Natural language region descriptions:
*****

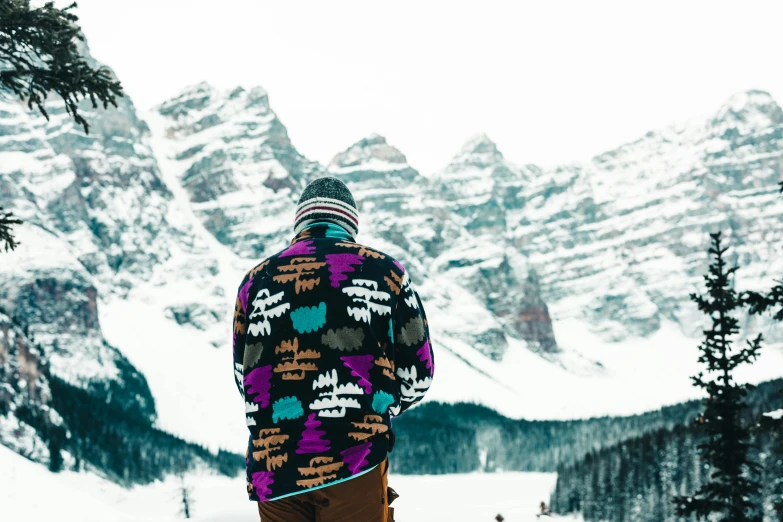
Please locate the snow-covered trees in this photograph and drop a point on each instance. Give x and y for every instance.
(731, 490)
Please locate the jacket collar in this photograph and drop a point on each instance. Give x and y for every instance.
(323, 229)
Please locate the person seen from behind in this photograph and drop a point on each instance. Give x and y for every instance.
(330, 342)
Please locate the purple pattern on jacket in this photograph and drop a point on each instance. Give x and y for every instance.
(360, 366)
(259, 381)
(300, 248)
(340, 265)
(311, 441)
(425, 355)
(355, 457)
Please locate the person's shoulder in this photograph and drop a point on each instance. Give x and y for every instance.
(257, 270)
(379, 258)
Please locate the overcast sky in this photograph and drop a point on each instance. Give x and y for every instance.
(551, 82)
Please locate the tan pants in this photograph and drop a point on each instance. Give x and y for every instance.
(362, 499)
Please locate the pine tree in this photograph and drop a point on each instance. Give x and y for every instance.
(39, 55)
(730, 489)
(7, 220)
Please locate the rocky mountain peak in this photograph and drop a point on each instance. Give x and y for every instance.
(373, 151)
(478, 151)
(193, 97)
(752, 109)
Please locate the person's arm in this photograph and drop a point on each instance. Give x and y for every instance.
(240, 328)
(413, 357)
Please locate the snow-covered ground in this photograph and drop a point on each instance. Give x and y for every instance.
(30, 493)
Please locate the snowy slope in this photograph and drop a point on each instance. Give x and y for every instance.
(85, 497)
(551, 293)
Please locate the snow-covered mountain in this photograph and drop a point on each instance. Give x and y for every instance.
(551, 292)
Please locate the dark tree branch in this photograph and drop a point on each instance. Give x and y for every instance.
(6, 233)
(39, 56)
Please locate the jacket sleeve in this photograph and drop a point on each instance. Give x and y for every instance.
(240, 328)
(413, 357)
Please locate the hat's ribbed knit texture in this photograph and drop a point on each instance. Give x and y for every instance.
(327, 199)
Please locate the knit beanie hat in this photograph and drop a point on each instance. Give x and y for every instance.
(327, 199)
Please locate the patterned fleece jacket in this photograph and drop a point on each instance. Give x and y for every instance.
(330, 342)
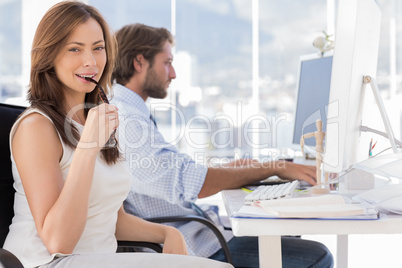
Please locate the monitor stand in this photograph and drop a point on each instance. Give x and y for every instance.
(373, 83)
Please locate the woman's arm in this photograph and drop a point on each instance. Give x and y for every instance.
(132, 228)
(59, 208)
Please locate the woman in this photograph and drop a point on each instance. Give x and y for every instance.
(69, 188)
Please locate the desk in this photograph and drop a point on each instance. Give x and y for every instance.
(269, 231)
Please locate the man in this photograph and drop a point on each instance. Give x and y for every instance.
(166, 182)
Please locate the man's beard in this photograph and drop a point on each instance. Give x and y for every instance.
(154, 86)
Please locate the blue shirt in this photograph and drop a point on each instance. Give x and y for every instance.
(164, 181)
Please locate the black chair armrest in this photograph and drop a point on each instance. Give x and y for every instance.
(133, 244)
(202, 220)
(8, 260)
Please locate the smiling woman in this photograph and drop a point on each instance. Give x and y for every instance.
(70, 189)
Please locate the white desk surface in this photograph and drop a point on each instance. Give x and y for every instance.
(270, 230)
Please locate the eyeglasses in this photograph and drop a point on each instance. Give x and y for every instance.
(112, 142)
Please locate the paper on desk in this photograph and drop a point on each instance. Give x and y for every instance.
(327, 207)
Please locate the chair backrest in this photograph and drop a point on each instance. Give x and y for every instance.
(8, 115)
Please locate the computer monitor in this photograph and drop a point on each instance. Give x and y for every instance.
(313, 84)
(357, 36)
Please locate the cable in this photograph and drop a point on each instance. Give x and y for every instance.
(367, 129)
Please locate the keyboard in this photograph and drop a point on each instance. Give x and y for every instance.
(268, 192)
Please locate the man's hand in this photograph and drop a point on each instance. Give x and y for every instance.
(174, 242)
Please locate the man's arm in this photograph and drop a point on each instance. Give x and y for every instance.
(222, 178)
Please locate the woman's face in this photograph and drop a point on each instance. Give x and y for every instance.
(84, 55)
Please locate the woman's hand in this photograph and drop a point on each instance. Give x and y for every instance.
(291, 171)
(174, 242)
(101, 121)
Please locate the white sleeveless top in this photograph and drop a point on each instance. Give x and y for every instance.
(110, 187)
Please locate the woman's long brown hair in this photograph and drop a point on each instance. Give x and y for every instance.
(45, 90)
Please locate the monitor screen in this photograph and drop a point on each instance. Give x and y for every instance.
(313, 93)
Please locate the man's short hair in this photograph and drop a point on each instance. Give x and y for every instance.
(137, 39)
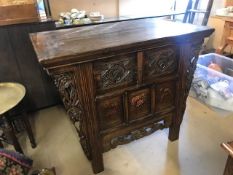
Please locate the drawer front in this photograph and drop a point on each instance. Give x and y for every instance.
(139, 104)
(116, 72)
(160, 61)
(165, 96)
(110, 112)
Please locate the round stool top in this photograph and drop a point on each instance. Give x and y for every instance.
(10, 95)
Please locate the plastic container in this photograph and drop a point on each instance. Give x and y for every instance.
(213, 81)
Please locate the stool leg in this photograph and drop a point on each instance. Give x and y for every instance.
(1, 145)
(29, 130)
(9, 132)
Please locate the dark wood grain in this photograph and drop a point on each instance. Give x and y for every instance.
(132, 77)
(66, 46)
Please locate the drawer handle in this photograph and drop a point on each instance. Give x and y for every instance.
(138, 101)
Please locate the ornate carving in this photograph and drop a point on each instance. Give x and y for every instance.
(137, 134)
(115, 73)
(65, 83)
(138, 100)
(161, 61)
(166, 95)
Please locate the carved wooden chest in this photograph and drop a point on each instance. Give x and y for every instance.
(122, 81)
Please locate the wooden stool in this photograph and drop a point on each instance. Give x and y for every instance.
(11, 94)
(229, 165)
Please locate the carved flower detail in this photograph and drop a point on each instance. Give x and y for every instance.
(2, 163)
(138, 100)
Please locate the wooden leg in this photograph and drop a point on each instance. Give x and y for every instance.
(174, 131)
(1, 145)
(29, 130)
(229, 166)
(9, 132)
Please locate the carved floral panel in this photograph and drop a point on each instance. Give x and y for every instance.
(139, 104)
(161, 61)
(110, 112)
(65, 82)
(117, 72)
(165, 96)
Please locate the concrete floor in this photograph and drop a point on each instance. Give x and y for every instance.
(197, 152)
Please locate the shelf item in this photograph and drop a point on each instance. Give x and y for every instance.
(213, 85)
(14, 12)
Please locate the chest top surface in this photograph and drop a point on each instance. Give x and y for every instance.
(55, 46)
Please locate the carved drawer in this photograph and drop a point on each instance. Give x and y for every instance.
(165, 96)
(139, 104)
(118, 71)
(160, 61)
(110, 112)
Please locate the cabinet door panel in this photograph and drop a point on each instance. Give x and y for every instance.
(116, 72)
(139, 104)
(165, 96)
(110, 112)
(160, 61)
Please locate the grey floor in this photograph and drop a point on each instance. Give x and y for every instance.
(197, 152)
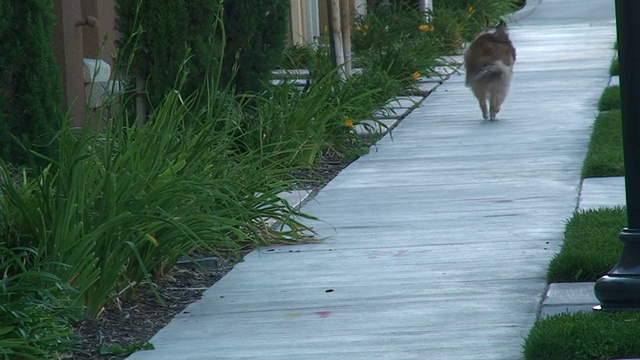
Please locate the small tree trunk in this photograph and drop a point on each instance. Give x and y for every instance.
(141, 101)
(336, 33)
(345, 13)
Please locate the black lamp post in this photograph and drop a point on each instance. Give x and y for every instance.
(620, 288)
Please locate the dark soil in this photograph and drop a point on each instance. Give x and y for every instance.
(126, 326)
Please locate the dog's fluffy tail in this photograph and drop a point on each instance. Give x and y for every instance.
(488, 73)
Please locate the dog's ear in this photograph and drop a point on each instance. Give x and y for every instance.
(501, 26)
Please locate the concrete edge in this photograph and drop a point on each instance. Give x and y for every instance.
(523, 13)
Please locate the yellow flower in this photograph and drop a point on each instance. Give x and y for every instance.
(152, 239)
(349, 123)
(426, 28)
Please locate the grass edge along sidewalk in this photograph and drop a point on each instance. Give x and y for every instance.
(590, 249)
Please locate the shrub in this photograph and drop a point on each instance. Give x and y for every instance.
(396, 40)
(34, 309)
(157, 37)
(299, 125)
(119, 206)
(30, 84)
(256, 37)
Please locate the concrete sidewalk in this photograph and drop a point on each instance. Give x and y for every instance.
(436, 244)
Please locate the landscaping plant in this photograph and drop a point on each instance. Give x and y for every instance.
(30, 81)
(34, 308)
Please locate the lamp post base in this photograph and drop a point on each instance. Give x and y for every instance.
(620, 288)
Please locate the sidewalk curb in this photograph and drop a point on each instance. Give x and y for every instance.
(525, 12)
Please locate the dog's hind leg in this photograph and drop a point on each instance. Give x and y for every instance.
(496, 99)
(480, 93)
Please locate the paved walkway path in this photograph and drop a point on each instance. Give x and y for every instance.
(437, 243)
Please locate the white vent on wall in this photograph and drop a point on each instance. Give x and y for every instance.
(98, 88)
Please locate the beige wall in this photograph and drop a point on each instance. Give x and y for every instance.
(79, 32)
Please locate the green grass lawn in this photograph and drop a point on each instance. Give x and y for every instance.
(605, 156)
(584, 336)
(610, 99)
(591, 246)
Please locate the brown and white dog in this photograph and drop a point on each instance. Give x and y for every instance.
(489, 63)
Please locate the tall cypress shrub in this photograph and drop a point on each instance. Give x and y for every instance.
(159, 36)
(256, 37)
(30, 80)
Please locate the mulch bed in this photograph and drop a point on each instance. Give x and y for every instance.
(129, 323)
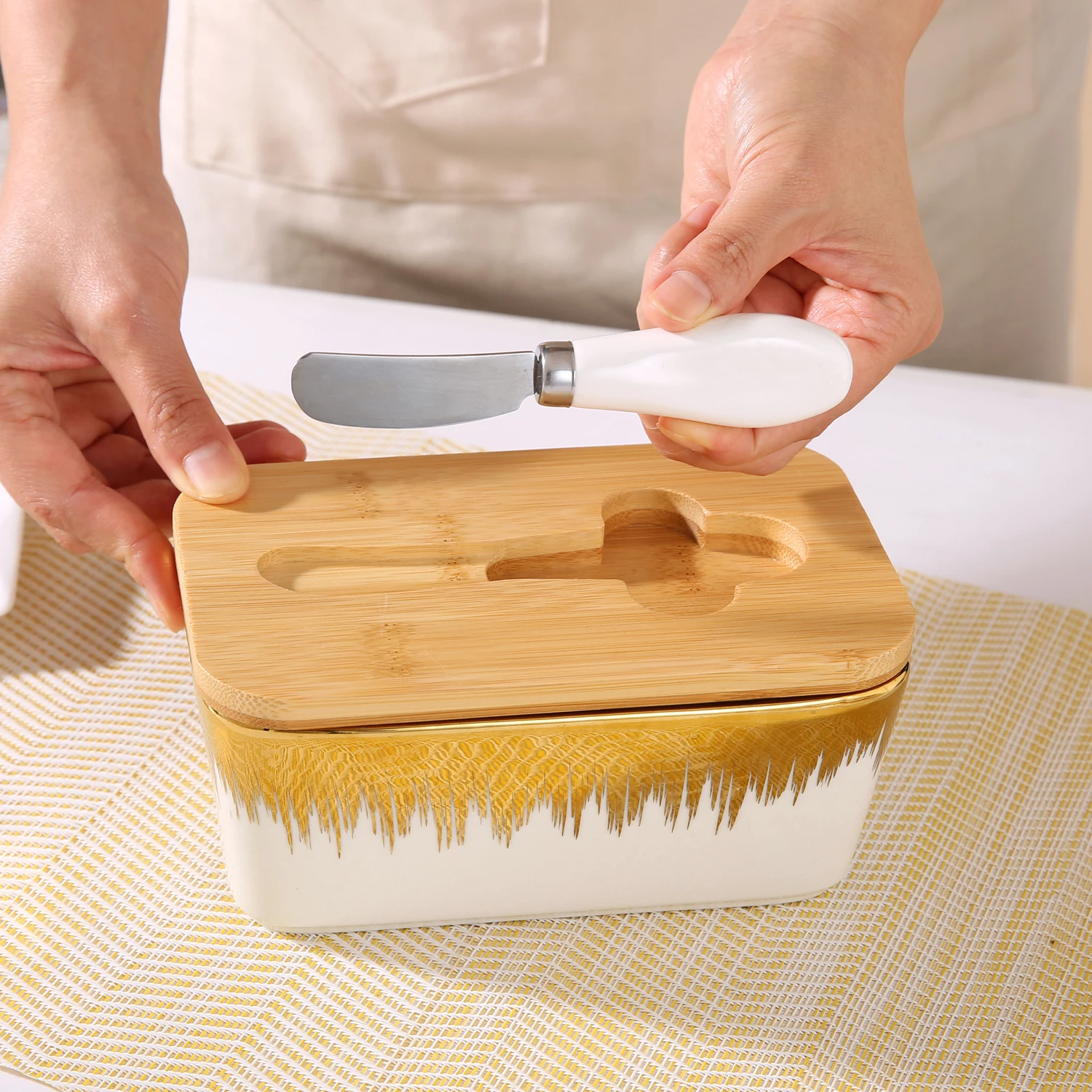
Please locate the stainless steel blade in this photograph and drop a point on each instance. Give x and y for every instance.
(411, 391)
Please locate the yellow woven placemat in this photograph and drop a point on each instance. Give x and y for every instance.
(957, 956)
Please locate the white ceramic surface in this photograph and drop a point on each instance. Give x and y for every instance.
(775, 852)
(11, 544)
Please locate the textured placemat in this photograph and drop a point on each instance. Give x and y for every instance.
(957, 956)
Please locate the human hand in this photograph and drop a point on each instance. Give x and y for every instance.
(797, 200)
(103, 419)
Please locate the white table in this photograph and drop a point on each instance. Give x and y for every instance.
(974, 478)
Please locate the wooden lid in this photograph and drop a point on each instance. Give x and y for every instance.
(445, 587)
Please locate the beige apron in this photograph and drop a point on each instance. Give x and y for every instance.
(524, 155)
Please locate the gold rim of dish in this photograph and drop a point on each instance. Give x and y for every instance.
(438, 775)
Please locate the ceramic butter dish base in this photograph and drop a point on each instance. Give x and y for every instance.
(450, 703)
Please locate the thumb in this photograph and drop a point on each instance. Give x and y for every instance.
(177, 419)
(747, 236)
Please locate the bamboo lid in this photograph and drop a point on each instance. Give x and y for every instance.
(443, 587)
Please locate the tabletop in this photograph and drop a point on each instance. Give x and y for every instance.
(974, 478)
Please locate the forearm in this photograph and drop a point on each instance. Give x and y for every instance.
(85, 69)
(890, 28)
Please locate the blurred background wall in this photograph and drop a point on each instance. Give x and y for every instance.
(1083, 257)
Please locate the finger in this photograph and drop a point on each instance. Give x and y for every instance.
(90, 411)
(676, 238)
(751, 234)
(50, 478)
(143, 352)
(264, 441)
(767, 464)
(122, 461)
(155, 498)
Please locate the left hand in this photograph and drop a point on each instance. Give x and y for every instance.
(797, 200)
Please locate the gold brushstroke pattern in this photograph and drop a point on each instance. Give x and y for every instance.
(509, 769)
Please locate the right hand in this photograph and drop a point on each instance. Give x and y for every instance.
(103, 419)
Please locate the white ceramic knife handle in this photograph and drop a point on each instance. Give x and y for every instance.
(748, 371)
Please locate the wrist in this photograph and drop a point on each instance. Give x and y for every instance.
(886, 33)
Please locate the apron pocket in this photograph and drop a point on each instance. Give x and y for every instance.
(974, 69)
(393, 52)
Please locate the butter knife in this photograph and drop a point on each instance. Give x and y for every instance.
(747, 371)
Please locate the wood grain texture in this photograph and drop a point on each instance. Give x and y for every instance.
(441, 587)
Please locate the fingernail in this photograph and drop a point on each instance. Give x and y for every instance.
(701, 214)
(692, 435)
(683, 297)
(216, 472)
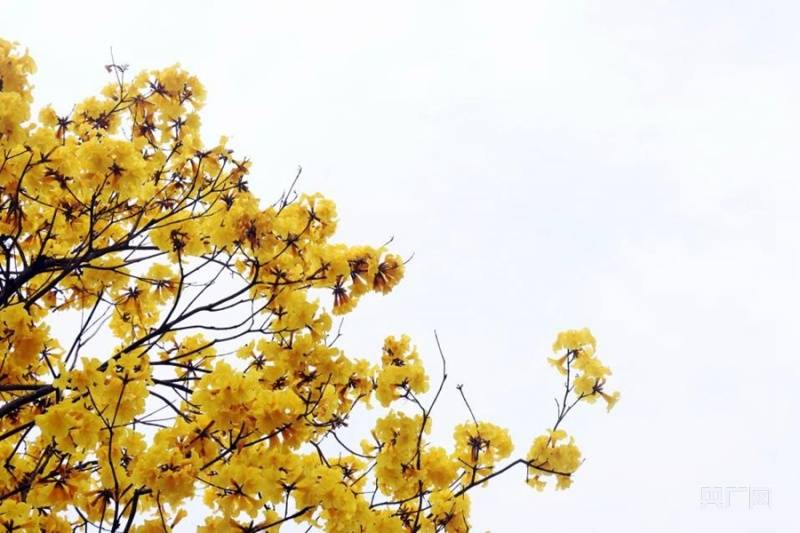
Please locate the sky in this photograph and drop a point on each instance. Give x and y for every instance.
(625, 166)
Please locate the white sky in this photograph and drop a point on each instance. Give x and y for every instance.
(627, 166)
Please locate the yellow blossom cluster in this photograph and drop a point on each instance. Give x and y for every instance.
(581, 364)
(202, 357)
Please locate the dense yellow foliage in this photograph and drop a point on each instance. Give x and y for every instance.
(222, 383)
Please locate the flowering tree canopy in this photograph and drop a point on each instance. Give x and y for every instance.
(200, 368)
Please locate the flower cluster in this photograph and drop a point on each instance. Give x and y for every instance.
(202, 356)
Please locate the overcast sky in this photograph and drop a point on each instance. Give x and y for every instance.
(626, 166)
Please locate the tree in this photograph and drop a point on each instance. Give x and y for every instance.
(201, 359)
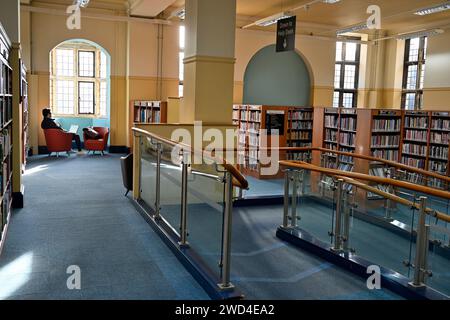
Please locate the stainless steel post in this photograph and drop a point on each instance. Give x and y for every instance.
(159, 150)
(421, 246)
(227, 228)
(184, 186)
(294, 199)
(338, 217)
(286, 199)
(346, 211)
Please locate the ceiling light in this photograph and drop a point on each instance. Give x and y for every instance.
(358, 27)
(434, 9)
(82, 3)
(273, 19)
(419, 34)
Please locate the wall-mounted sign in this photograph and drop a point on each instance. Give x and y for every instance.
(275, 122)
(286, 34)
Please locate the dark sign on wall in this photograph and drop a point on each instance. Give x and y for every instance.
(286, 34)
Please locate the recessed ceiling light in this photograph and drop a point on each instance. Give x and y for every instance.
(434, 9)
(419, 34)
(358, 27)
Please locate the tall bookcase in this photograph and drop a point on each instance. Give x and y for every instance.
(6, 122)
(25, 115)
(294, 125)
(149, 111)
(335, 129)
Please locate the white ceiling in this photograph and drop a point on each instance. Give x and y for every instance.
(149, 8)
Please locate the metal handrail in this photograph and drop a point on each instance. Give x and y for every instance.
(238, 179)
(348, 177)
(354, 155)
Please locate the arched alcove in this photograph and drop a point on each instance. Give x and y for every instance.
(67, 82)
(277, 79)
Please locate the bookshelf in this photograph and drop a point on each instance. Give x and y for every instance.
(295, 127)
(6, 123)
(25, 116)
(149, 111)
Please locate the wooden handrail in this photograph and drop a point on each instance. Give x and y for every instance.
(431, 212)
(355, 155)
(365, 177)
(238, 179)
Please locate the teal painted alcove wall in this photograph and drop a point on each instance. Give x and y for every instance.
(277, 79)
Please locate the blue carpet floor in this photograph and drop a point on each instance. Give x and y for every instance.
(75, 214)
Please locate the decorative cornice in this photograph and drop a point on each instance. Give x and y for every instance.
(209, 59)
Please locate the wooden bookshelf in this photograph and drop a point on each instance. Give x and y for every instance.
(149, 111)
(6, 124)
(25, 116)
(295, 125)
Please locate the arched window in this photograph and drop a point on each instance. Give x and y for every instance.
(79, 80)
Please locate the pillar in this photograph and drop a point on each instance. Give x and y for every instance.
(209, 61)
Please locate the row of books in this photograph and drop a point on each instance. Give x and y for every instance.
(438, 166)
(347, 138)
(416, 122)
(331, 121)
(386, 125)
(300, 135)
(385, 154)
(414, 162)
(348, 123)
(253, 115)
(301, 115)
(330, 135)
(155, 104)
(416, 135)
(147, 115)
(437, 137)
(415, 149)
(440, 124)
(439, 152)
(385, 141)
(255, 126)
(302, 125)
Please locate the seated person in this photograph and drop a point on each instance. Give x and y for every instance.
(49, 123)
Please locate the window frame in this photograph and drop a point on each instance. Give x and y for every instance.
(76, 47)
(343, 63)
(94, 67)
(93, 98)
(420, 63)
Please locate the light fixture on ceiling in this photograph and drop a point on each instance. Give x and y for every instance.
(273, 19)
(82, 3)
(419, 34)
(286, 14)
(433, 9)
(355, 28)
(179, 13)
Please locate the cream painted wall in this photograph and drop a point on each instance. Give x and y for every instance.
(318, 54)
(437, 74)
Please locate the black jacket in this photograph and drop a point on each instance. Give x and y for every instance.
(49, 123)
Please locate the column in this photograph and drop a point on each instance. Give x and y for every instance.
(209, 61)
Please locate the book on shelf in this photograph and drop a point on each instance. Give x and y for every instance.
(386, 125)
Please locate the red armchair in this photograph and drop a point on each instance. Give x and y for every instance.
(58, 141)
(97, 144)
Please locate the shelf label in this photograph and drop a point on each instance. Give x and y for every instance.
(286, 34)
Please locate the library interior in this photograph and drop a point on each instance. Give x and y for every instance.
(239, 149)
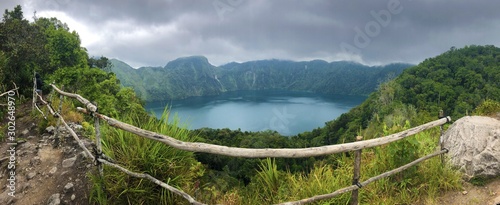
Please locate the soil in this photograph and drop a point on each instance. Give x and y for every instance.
(40, 177)
(488, 194)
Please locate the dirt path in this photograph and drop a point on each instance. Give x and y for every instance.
(45, 173)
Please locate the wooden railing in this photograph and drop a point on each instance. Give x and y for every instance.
(248, 152)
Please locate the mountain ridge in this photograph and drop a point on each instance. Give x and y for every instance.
(195, 76)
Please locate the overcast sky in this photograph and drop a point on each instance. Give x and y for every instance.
(153, 32)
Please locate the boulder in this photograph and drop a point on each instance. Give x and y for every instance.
(474, 146)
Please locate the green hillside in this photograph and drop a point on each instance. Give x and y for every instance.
(459, 82)
(195, 76)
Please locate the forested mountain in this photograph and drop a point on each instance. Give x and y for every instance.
(195, 76)
(458, 82)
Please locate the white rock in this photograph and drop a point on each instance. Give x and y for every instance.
(53, 170)
(69, 187)
(474, 146)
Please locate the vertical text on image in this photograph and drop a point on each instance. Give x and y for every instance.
(11, 142)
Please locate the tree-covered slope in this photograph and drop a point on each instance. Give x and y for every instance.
(457, 82)
(195, 76)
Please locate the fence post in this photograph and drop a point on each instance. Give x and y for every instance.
(61, 98)
(98, 144)
(34, 92)
(355, 178)
(441, 130)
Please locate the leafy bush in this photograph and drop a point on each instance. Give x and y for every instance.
(176, 167)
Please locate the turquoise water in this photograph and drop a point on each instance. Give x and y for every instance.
(288, 112)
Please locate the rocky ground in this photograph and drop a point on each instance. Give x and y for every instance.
(48, 170)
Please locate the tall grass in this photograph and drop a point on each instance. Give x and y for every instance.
(420, 184)
(175, 167)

*****

> _Work instructions_: Only one span is to be repeated: the line with "Please locate the boulder" through the final line of the entries above, word for word.

> _Response_:
Please locate the boulder in this photograph and drop a point on each instance. Give x and y for every instance.
(474, 146)
Please locate the green hillside in this photograph and drop a point on each instance. Give x and y for every instance.
(459, 82)
(195, 76)
Please locate the forested mountain in this photograph and drop a point on each instance. Give x and y for every instance.
(195, 76)
(458, 82)
Please locate the white rock in this photograph and drop a point on each instance. Give x and y for every instance.
(53, 170)
(69, 187)
(474, 146)
Please locate the vertical text on image in this photograph and drop a point on each instance. Give x and y for every instance.
(11, 142)
Please locate the tree-covered slope in this photograph and drop a point on each instance. Give x and y for every instance.
(457, 82)
(195, 76)
Please locate the fence post in this photograph and drop a point on each instance. Give x and y for every instance.
(61, 98)
(98, 144)
(34, 92)
(355, 178)
(441, 130)
Please locate the leafy bush in this photograph and drop a point on each instance. Give x and y for every instance.
(176, 167)
Please locate the turquoise water in this photograph and drop a point on each instance. Give x and y for every instance.
(288, 112)
Please locate the rocky ground in this photograph and drop a point on each instance. Give x and y for every instance.
(48, 170)
Please locate the tall grass in this photograph and drop a point on each instance. Give x and y for every instance.
(420, 184)
(175, 167)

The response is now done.